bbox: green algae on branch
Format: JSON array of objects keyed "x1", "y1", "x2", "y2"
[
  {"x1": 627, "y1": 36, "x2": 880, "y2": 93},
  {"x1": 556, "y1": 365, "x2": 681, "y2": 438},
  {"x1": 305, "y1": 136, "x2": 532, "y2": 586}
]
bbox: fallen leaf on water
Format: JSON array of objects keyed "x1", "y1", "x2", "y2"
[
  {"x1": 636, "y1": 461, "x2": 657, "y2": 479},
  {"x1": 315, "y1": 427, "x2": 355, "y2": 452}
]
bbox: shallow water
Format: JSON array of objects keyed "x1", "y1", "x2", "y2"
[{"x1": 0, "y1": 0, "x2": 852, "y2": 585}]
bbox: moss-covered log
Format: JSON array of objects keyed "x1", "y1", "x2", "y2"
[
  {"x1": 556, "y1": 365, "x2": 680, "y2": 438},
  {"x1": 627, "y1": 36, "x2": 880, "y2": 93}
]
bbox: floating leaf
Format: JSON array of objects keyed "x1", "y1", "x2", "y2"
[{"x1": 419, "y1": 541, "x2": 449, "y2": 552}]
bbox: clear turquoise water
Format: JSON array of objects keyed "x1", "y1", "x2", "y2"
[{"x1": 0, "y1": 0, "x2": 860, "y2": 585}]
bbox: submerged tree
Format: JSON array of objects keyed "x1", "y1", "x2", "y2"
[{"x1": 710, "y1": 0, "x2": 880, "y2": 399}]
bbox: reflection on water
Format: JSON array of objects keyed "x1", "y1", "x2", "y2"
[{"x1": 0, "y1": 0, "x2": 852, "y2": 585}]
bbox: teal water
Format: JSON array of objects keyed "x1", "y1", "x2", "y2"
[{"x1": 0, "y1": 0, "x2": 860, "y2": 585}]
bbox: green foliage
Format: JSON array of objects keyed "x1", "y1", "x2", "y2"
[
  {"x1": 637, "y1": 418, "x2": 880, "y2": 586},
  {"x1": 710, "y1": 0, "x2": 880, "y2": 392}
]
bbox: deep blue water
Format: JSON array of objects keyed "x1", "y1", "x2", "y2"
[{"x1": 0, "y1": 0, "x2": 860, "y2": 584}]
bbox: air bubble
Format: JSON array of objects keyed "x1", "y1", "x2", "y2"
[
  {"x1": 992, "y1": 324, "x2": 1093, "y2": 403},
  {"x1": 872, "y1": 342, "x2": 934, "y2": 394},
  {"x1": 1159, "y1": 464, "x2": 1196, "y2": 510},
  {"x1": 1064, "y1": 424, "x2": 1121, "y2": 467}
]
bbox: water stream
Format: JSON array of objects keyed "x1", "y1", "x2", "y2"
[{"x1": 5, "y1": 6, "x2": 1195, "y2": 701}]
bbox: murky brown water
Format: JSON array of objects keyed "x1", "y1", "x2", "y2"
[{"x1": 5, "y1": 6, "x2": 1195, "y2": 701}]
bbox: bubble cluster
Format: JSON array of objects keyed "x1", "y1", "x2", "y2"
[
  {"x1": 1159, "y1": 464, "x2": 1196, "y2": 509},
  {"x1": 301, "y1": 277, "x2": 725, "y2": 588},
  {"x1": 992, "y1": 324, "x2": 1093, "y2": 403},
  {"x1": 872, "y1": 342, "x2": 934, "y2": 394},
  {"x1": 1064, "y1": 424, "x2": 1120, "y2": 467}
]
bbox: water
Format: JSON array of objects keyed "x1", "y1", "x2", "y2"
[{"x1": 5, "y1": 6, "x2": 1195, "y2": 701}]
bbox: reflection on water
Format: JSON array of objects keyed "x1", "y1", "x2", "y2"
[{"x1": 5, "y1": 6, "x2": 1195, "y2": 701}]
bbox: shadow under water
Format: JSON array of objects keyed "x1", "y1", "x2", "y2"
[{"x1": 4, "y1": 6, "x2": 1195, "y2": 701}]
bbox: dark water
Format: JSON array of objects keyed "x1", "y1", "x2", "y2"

——

- _The task_: Identify each line in the items above that contains the string "green" and copy those lines. The match is case-sensitive.

- _The result_:
bbox: green algae on branch
bbox: green foliage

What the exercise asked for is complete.